[Natural language region descriptions]
▼
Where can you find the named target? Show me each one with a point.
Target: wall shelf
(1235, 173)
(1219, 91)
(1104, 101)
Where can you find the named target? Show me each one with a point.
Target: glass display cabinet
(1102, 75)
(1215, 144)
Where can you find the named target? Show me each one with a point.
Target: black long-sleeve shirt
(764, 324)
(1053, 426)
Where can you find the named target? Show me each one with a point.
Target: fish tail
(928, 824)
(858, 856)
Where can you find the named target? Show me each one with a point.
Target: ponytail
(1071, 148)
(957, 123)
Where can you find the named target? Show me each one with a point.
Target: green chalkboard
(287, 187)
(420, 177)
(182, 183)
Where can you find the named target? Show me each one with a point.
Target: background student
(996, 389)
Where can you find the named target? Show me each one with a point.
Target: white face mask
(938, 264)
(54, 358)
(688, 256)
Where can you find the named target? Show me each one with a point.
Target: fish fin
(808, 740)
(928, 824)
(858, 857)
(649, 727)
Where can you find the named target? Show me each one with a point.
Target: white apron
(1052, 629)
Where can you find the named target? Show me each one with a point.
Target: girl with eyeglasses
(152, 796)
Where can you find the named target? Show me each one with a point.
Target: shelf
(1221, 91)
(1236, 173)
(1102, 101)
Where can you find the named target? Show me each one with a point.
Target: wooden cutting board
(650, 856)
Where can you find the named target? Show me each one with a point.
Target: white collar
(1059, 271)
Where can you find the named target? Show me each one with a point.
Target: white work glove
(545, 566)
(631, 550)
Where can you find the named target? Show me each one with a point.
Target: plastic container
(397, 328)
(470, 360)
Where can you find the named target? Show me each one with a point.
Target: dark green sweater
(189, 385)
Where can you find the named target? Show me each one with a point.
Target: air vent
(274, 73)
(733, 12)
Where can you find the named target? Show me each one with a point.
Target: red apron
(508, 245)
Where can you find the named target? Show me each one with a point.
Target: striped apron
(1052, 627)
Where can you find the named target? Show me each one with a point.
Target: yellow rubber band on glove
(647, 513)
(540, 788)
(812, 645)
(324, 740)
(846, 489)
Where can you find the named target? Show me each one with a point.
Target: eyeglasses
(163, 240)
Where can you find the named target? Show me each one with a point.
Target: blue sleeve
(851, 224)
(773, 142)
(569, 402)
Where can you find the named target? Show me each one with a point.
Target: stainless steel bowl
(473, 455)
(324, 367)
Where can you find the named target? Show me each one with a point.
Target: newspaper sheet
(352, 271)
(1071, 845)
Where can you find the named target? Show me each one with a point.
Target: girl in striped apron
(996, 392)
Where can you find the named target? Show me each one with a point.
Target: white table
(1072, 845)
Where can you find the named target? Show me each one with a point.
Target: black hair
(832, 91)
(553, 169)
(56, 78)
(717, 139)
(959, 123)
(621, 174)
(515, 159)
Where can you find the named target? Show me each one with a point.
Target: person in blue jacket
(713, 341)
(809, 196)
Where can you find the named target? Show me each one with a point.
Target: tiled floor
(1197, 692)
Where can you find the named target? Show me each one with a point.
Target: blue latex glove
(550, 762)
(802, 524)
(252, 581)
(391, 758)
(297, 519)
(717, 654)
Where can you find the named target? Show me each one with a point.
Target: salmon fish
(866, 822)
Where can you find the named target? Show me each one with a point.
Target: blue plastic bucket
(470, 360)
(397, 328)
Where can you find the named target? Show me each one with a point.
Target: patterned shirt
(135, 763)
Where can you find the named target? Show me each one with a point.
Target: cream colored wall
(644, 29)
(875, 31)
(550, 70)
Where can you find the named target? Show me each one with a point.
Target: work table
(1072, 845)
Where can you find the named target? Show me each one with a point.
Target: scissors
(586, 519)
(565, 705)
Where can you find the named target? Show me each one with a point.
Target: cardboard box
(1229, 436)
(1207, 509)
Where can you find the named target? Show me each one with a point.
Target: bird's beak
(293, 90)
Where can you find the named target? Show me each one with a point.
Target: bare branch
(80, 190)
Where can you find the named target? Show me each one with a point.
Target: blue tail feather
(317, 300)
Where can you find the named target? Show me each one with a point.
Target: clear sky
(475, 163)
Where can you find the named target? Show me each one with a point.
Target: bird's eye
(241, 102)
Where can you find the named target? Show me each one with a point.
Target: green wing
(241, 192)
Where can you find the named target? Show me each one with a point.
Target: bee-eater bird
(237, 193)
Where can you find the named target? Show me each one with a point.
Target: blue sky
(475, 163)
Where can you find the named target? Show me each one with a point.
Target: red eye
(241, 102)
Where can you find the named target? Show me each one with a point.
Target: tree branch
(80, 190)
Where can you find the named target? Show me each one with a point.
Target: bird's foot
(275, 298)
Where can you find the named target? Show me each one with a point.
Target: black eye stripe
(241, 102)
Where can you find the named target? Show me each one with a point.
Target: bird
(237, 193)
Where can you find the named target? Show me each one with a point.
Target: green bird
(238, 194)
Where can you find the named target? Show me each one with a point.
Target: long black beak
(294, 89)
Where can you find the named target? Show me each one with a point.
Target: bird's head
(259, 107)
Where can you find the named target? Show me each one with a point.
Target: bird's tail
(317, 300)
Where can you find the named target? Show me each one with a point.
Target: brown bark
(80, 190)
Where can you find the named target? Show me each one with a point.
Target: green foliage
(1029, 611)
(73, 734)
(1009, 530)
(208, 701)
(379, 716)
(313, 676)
▲
Work to be completed - The records above need to be duplicated. Keep every word unchanged.

Problem solution -
Where can you find the named target? Show me each one with a point.
Target: wall shelf
(1235, 173)
(1219, 91)
(1104, 101)
Where can you find the named target? Show me each one with a point.
Target: glass display cabinet
(1102, 75)
(1215, 144)
Where can you find the named target? Show me each one with a point.
Target: black long-sleeve shirt
(764, 324)
(1053, 426)
Where can you find the named target? Show me each one with a point.
Target: fish tail
(928, 824)
(858, 856)
Where can you find the named target? Show me each one with a point.
Target: ponytail
(1071, 148)
(957, 123)
Where can you find the named target? Show me each one with a point.
Target: green chalkboard
(287, 187)
(420, 177)
(182, 183)
Where can you find the named target? Show me each one with a point.
Target: background student
(996, 389)
Where can you find the named target? Show me each one with a point.
Target: white face mask
(938, 264)
(54, 358)
(688, 256)
Where can you find the named target? Show me each one with a point.
Target: fish fin
(808, 740)
(928, 824)
(858, 857)
(649, 727)
Where can you find the named target? Show me each one with a point.
Target: white apron
(1052, 629)
Where can you find the named target? Show me each one with a point.
Target: girl with eyeglasses
(152, 796)
Where can you find the named target? Show me each one with a point.
Target: shelf
(1221, 91)
(1236, 173)
(1102, 101)
Where can you find the named target? Show me each one with a point.
Target: wooden cutting board
(650, 856)
Where can you find the named target? Show me each one with a point.
Target: white collar
(1059, 271)
Where can you find the named target? Show me each one with a point.
Target: white work glove
(545, 566)
(631, 550)
Where can you find the named target? Show me each one with a point.
Target: plastic container
(397, 328)
(470, 360)
Where can you find the named target? Show me each one with a point.
Target: dark green sweater
(189, 385)
Where can you find the named target? Show me each one with a point.
Target: air vent
(274, 73)
(733, 12)
Where can you find the named target? Show me each one with a point.
Target: red apron
(508, 245)
Where can you find the named target? Show me each one with a point.
Target: striped apron
(1052, 627)
Where can you find the named target? Show me each one with a point.
Target: yellow rubber band on glove
(647, 513)
(540, 788)
(812, 645)
(324, 740)
(846, 489)
Where can you find the named target? Show me each one with a point.
Target: eyeglasses
(163, 240)
Where can you find the named target? Show me each one with a point.
Target: blue sleeve
(851, 224)
(773, 142)
(569, 402)
Where can you find the named target? Show me each one with a point.
Target: stainless steel bowl
(473, 455)
(324, 367)
Where can you find the named target? Show me each one with a point.
Target: newspaper sheet
(352, 271)
(1071, 845)
Where can you find the named target? Show me each one with a point.
Target: girl in striped apron
(996, 392)
Where can you find the named target? Show me each one with a point.
Target: white table
(1072, 845)
Where can you find the named target? Show me each one with a point.
Target: black hair
(832, 91)
(553, 169)
(56, 78)
(717, 139)
(959, 123)
(621, 174)
(515, 159)
Where can you find the named target? Show me each one with a point.
Target: person in blue jacket
(713, 341)
(809, 196)
Where can you find the named target? Show me each one with a point.
Target: tiled floor
(1197, 692)
Where can you find the named target? Show me each one with a point.
Target: blue latex glove
(550, 762)
(802, 524)
(252, 581)
(391, 758)
(297, 519)
(717, 654)
Where can you find the named target? Show me each one with a point.
Target: salmon fish
(866, 822)
Where can you find the named target? Show me each one with a point.
Target: blue plastic bucket
(470, 360)
(397, 328)
Where can you find the named target? Show me each one with a point.
Target: patterned shirt
(135, 763)
Where can you find the named target? Show me each one with a point.
Target: cream colored wall
(644, 29)
(875, 31)
(550, 70)
Where can you find the named target? Show me each one with a point.
Target: work table
(1072, 845)
Where can you find the named target? Show me each one with a point.
Target: scissors
(586, 519)
(565, 705)
Where can you find the named target? Show me each one with a point.
Target: cardboard box
(1229, 436)
(1207, 509)
Where can you find the named target? Show me each one with a point.
Target: bird's beak
(293, 90)
Where can you find the named target? Show me each one with a point.
Target: bare branch
(80, 190)
Where can you find the named target? Show me each one with a point.
Target: blue tail feather
(317, 300)
Where can you find the named target? Show me each one with a point.
Target: clear sky
(475, 163)
Where can you find the named target? Show me each one with a point.
Target: bird's eye
(241, 102)
Where can you find the named target? Show me each one with a point.
Target: green wing
(241, 192)
Where can you find the named target? Show me each one with a point.
Target: bee-eater bird
(237, 193)
Where can you find the named target? Show me each one with a point.
Target: blue sky
(475, 163)
Where can you find the named target? Show me each one with a point.
Target: red eye
(241, 102)
Where can you find the named target? Show me each one with a point.
Target: tree branch
(80, 190)
Where can you find the named target? Show me each one with a point.
Target: bird's foot
(275, 298)
Where can you find the named target? Show me each one with a point.
Target: black eye stripe
(241, 102)
Where can you find the named target? Show me each one with a point.
Target: bird
(237, 193)
Where can you find the named target? Show me each one with a point.
Target: green bird
(238, 194)
Where can you find the named target? Show me each one with a point.
Target: long black beak
(294, 89)
Where can you find the named target? Show me each one with a point.
Target: bird's head
(259, 107)
Where can you find the named target? Show me each one with a point.
Target: bird's tail
(317, 300)
Where can you find the named target? Show me each one with a point.
Target: brown bark
(80, 190)
Where can you find the named target? Show me each one with a point.
Target: green foliage
(1029, 611)
(73, 734)
(1009, 530)
(208, 701)
(379, 716)
(313, 676)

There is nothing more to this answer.